Por favor, indica cuántas líneas de los registros contienen la palabra "flower". Da solo el número.

+++ FRAGMENTOS DE DATOS

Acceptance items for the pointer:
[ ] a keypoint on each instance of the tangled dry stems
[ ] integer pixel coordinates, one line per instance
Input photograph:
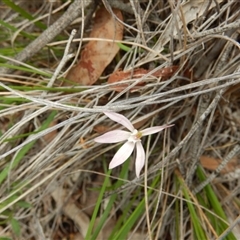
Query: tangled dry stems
(201, 99)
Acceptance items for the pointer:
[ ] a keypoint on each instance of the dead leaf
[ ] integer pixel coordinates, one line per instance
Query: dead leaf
(98, 54)
(119, 76)
(211, 164)
(71, 210)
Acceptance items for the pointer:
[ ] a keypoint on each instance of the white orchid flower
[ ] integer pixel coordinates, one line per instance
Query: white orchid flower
(132, 138)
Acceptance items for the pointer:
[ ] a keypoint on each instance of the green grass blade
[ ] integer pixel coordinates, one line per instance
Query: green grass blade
(23, 13)
(22, 152)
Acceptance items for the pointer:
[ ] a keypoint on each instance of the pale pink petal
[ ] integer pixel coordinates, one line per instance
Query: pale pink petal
(113, 136)
(152, 130)
(122, 154)
(120, 119)
(140, 159)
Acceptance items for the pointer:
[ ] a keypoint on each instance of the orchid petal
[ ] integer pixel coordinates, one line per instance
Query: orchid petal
(113, 137)
(152, 130)
(122, 154)
(140, 159)
(116, 117)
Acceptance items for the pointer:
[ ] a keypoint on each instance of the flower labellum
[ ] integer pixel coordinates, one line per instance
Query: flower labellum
(132, 138)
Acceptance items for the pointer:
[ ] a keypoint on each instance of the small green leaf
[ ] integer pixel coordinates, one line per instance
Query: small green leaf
(15, 226)
(23, 204)
(5, 238)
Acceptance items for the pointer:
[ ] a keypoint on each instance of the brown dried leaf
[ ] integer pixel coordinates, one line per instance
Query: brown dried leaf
(98, 54)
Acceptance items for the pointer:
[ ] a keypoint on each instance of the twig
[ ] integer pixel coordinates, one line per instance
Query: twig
(66, 57)
(160, 165)
(216, 30)
(234, 152)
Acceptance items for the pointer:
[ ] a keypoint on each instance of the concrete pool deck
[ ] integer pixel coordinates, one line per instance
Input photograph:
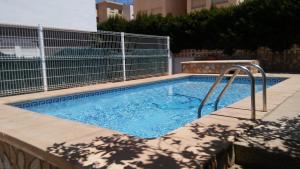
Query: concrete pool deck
(204, 143)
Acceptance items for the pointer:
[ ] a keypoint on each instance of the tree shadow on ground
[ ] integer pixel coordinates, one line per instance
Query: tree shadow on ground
(167, 152)
(210, 148)
(281, 136)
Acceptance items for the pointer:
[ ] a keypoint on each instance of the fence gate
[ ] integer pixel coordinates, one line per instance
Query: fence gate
(36, 59)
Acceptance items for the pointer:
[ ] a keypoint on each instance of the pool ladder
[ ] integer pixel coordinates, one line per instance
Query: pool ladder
(237, 69)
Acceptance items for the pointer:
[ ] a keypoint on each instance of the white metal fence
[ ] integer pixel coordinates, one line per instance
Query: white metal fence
(37, 59)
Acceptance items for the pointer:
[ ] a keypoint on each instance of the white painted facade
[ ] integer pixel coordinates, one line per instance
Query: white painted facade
(62, 14)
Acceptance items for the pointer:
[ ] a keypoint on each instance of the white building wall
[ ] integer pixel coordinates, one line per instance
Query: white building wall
(128, 12)
(63, 14)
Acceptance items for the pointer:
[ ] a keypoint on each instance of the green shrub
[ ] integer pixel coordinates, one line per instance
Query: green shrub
(252, 24)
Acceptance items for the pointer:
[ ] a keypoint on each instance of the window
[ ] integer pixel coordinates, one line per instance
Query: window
(198, 4)
(219, 1)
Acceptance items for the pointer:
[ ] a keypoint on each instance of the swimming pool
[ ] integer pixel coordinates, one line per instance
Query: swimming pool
(147, 110)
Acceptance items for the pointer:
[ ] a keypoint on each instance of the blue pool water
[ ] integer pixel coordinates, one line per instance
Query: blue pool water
(146, 111)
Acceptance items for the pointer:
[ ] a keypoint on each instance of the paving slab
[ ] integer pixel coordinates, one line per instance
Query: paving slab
(275, 142)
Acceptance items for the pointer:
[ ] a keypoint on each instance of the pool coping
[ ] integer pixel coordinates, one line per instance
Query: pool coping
(196, 144)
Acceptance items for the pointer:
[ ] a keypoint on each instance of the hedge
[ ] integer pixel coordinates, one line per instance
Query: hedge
(255, 23)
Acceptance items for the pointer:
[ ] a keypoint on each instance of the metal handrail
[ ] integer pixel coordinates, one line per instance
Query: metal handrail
(237, 68)
(264, 78)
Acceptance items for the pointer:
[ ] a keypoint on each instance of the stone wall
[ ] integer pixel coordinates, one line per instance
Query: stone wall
(14, 158)
(286, 62)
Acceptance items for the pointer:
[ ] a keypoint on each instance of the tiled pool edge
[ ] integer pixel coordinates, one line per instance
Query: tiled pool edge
(206, 121)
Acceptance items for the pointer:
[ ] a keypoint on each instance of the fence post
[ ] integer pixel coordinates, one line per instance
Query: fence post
(123, 55)
(42, 56)
(170, 60)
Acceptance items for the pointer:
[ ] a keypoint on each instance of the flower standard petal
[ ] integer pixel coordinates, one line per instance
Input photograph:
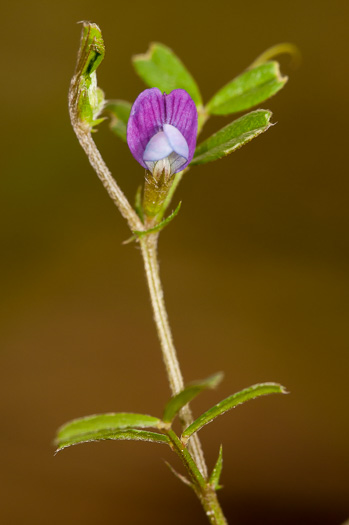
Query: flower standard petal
(163, 126)
(146, 120)
(181, 113)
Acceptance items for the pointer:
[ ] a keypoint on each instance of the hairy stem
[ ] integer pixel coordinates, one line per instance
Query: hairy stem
(175, 378)
(204, 491)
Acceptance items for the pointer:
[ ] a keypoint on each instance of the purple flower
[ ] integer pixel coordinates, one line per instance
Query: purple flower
(162, 129)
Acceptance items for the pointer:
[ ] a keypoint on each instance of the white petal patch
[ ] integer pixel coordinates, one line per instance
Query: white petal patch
(157, 148)
(170, 144)
(177, 141)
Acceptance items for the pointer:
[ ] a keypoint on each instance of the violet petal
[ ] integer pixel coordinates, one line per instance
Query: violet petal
(146, 119)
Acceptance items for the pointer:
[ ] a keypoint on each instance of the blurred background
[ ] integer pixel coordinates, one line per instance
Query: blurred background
(255, 272)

++++++

__RESULTADO OBTENIDO__.
8